**Your task:** Starting with the line that contains "Thank you for the photograph. Please indicate the brick", set down each line through the end of the entries below, exactly and with nothing added.

_ _ _ _

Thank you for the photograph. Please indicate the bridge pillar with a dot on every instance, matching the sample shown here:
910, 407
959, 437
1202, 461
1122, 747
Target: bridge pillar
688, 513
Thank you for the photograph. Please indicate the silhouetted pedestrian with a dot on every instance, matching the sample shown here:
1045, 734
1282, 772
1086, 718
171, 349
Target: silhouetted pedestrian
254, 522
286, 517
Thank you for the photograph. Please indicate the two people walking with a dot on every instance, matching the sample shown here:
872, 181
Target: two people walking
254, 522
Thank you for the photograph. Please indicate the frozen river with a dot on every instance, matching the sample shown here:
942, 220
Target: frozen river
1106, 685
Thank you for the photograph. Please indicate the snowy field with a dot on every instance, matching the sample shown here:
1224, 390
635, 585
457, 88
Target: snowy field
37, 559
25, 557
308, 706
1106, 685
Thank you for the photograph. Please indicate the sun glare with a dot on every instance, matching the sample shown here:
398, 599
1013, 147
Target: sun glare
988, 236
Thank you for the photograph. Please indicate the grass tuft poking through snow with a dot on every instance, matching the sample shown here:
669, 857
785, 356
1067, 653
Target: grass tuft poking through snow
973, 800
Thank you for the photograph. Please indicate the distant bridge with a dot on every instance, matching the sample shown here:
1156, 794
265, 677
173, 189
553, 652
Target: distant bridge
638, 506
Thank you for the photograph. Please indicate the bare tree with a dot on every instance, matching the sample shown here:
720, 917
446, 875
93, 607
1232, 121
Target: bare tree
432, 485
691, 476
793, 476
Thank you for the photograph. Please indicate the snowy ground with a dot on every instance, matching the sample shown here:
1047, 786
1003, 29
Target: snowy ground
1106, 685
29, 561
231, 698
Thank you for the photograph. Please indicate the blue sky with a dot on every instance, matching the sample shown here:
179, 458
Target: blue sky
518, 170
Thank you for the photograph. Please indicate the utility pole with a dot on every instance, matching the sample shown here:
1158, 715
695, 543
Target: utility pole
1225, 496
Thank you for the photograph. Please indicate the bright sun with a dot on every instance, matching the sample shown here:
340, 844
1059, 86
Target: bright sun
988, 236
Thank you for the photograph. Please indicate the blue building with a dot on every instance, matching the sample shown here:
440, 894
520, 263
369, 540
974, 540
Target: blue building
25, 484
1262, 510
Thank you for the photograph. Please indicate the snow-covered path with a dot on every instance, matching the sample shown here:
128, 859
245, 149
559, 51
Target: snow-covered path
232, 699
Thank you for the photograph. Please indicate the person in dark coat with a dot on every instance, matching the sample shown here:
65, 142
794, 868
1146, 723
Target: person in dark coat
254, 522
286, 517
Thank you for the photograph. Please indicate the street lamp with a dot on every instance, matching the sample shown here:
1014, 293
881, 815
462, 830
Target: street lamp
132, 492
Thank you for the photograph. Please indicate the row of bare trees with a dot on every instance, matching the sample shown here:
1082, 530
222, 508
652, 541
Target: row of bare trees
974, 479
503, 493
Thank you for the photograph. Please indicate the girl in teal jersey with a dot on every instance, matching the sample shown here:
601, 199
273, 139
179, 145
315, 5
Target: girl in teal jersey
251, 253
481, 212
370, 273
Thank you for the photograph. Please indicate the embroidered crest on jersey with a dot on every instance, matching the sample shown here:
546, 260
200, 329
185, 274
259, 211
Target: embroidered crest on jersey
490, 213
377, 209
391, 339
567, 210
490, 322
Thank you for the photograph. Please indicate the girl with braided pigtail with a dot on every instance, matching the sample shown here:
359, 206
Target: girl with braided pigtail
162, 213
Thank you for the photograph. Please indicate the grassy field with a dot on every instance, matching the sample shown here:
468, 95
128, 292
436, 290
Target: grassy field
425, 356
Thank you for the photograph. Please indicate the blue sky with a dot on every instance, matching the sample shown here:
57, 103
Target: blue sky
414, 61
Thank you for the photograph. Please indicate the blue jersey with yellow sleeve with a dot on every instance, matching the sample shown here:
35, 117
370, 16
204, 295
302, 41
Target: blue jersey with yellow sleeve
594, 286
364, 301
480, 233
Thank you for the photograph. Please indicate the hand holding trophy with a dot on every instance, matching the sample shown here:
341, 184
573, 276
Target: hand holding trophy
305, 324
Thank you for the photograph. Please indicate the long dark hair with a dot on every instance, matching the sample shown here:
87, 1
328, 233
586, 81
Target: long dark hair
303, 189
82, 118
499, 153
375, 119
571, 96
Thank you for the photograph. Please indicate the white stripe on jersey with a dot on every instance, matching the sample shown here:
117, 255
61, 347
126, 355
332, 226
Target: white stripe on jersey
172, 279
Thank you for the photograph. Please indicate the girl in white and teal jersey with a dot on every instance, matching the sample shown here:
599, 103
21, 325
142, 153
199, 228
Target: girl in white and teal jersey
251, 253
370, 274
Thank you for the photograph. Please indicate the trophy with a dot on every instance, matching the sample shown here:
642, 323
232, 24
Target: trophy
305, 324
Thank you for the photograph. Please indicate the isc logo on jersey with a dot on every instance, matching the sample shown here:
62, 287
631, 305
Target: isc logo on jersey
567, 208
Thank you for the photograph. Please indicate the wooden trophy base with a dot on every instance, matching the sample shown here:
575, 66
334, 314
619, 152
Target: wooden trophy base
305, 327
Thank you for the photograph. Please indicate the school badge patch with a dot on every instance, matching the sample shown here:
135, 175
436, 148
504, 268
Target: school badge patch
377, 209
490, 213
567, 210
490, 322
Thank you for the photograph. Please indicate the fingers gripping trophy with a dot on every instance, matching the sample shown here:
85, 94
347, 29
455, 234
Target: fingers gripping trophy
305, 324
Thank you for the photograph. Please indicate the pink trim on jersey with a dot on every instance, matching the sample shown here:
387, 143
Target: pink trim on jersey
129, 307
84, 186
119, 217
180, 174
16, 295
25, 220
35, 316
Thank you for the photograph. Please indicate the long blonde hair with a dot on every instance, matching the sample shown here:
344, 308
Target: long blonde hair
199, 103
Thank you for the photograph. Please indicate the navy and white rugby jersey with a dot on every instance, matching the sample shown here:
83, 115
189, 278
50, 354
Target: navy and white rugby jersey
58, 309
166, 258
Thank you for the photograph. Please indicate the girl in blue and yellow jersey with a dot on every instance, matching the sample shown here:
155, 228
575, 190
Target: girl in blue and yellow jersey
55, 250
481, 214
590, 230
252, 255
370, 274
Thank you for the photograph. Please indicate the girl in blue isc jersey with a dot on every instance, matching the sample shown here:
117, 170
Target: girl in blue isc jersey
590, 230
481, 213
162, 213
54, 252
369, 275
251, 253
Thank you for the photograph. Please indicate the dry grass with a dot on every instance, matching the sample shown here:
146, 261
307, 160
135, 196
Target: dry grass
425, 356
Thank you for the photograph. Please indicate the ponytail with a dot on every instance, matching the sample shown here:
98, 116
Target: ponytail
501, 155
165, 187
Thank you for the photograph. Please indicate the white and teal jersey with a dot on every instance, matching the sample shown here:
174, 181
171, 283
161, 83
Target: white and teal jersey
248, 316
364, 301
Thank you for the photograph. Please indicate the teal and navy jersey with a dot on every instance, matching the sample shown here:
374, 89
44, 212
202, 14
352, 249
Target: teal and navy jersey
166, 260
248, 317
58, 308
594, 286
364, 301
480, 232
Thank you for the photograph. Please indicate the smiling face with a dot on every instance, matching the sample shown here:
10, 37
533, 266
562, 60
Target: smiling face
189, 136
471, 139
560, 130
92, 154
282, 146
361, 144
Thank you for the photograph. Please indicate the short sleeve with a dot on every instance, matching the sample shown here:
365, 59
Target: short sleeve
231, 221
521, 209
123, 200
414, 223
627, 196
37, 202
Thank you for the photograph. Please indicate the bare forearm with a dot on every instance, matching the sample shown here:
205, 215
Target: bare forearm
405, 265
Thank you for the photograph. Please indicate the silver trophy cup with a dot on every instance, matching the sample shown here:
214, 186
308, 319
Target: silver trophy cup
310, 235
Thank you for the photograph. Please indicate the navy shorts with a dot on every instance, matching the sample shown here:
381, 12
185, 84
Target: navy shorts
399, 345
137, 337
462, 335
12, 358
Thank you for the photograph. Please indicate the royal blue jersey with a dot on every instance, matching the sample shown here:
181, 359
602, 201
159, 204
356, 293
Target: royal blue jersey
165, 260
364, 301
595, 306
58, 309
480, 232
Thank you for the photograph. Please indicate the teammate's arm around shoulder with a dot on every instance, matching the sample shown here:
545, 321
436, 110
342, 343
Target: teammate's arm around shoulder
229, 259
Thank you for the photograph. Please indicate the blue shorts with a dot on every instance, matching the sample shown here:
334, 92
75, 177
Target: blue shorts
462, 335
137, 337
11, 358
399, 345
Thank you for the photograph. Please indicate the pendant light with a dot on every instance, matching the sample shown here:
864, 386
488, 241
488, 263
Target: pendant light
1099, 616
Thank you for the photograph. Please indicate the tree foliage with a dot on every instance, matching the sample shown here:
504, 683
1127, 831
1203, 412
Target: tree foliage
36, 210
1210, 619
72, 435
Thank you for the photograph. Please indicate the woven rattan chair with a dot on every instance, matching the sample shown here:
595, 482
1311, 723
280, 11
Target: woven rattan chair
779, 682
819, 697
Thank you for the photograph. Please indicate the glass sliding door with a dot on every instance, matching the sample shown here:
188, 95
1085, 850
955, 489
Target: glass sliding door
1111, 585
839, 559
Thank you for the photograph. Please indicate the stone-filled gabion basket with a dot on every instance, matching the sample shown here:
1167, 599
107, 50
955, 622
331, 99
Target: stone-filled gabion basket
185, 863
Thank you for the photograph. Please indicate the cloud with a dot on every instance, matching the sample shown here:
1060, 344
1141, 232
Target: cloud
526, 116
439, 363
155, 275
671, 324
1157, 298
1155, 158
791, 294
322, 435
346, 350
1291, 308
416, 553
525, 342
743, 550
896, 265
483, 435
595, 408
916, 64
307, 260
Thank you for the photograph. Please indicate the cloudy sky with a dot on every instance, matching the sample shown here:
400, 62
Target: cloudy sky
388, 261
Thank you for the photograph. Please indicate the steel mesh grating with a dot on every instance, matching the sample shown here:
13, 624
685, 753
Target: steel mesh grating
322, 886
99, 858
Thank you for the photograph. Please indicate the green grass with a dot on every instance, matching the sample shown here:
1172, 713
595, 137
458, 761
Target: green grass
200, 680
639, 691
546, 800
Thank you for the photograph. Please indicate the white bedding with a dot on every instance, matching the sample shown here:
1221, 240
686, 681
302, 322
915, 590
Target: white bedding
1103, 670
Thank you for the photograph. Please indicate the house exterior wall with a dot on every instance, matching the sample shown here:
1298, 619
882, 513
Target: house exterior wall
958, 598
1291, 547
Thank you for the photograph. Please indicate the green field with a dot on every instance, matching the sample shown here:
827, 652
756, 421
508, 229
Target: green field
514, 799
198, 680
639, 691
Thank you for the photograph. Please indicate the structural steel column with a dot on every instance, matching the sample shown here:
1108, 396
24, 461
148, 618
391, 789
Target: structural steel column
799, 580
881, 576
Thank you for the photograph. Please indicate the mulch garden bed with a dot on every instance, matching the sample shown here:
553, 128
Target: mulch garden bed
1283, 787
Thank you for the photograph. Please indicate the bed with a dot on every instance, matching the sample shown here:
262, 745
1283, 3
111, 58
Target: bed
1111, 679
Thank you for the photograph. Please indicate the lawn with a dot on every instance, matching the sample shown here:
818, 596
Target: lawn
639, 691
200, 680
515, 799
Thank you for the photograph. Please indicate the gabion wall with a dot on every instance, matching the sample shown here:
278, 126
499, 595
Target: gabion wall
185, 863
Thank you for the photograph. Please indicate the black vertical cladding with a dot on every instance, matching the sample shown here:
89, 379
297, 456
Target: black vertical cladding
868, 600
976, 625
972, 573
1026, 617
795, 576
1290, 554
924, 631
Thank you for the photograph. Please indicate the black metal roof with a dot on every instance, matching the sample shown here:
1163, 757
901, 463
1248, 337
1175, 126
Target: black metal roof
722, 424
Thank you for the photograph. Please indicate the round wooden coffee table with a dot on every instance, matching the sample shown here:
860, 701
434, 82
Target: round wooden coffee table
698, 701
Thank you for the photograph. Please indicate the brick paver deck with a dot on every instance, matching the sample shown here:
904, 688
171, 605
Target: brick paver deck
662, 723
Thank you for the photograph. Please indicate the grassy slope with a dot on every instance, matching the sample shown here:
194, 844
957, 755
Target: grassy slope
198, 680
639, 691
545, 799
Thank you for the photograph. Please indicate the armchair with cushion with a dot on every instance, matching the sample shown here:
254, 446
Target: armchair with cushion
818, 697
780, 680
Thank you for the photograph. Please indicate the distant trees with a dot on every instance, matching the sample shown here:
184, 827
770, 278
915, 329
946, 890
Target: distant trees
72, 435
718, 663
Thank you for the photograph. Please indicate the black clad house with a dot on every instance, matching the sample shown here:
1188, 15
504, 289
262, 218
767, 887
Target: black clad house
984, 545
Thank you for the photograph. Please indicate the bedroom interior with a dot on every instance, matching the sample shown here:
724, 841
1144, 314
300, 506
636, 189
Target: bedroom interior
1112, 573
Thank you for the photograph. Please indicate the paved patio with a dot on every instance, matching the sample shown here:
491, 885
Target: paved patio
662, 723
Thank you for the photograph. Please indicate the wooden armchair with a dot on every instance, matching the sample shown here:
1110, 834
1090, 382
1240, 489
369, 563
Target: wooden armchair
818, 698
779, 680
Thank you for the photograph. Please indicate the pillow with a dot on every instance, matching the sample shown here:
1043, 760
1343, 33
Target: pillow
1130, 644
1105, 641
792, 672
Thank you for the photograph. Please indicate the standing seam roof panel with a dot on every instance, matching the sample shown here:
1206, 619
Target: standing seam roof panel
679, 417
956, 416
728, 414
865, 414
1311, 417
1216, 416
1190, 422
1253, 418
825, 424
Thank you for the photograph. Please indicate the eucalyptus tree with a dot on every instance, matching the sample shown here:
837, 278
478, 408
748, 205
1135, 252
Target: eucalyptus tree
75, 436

_ _ _ _

**Response:**
Thank you for the photograph. Please indicate the brick paver deck with a dot on every instance, matching the sample shown here:
904, 688
171, 605
Target: brick paver deck
662, 723
Thank you for the photograph. Please indicate the grassy slope with a dot on every instance, matching the sample shown here:
194, 844
957, 755
Target: grassy slope
198, 680
639, 691
545, 799
Thank you for the photograph. Please indicate the armchair with cushion with a dot on every instance, matching the sample shown here:
254, 446
Target: armchair with cushion
818, 697
780, 680
Thank you for the photograph. Please indicate the distant trees with a dot on every instance, matching the sample shown here:
184, 827
770, 278
915, 329
946, 890
Target: distant trees
72, 435
718, 663
Thank you for the photograph. Please indicate the black clad house with a dot on every instance, matching the sample shown here:
1188, 15
504, 289
262, 218
767, 887
Target: black clad house
984, 545
Thank you for the photograph. Please indicate the bedroom interior with a dot on every instance, matching the sample shown here:
724, 841
1144, 314
300, 506
636, 189
Target: bedroom interior
1112, 573
Thank you for the photograph. Please indicate the paved patio with a dot on every instance, matching the sample shown here:
491, 885
Target: paved patio
662, 723
Thank you for the photograph. Please indicate the wooden armchair with a dot on every instance, matching the sample shown here:
1110, 834
1090, 382
1240, 489
369, 563
Target: wooden armchair
818, 698
779, 680
Thank you for the photograph. Please indicate the pillow with a dot on every instance, matching the sample shown here:
1043, 760
1343, 33
Target: pillow
1130, 644
1105, 641
792, 672
Thank you for the photograph. Please indicate the standing seam roof panel with a dot on every instance, matching the sample shown here:
1206, 619
Target: standing seam roof panel
679, 417
956, 416
728, 414
865, 414
1311, 417
1216, 416
1190, 422
1253, 418
825, 424
Thank you for the photograph. Please indicate the eucalyptus tree with a dot on every instance, matching the sample shown here:
837, 278
478, 408
748, 205
1135, 252
Target: eucalyptus tree
75, 436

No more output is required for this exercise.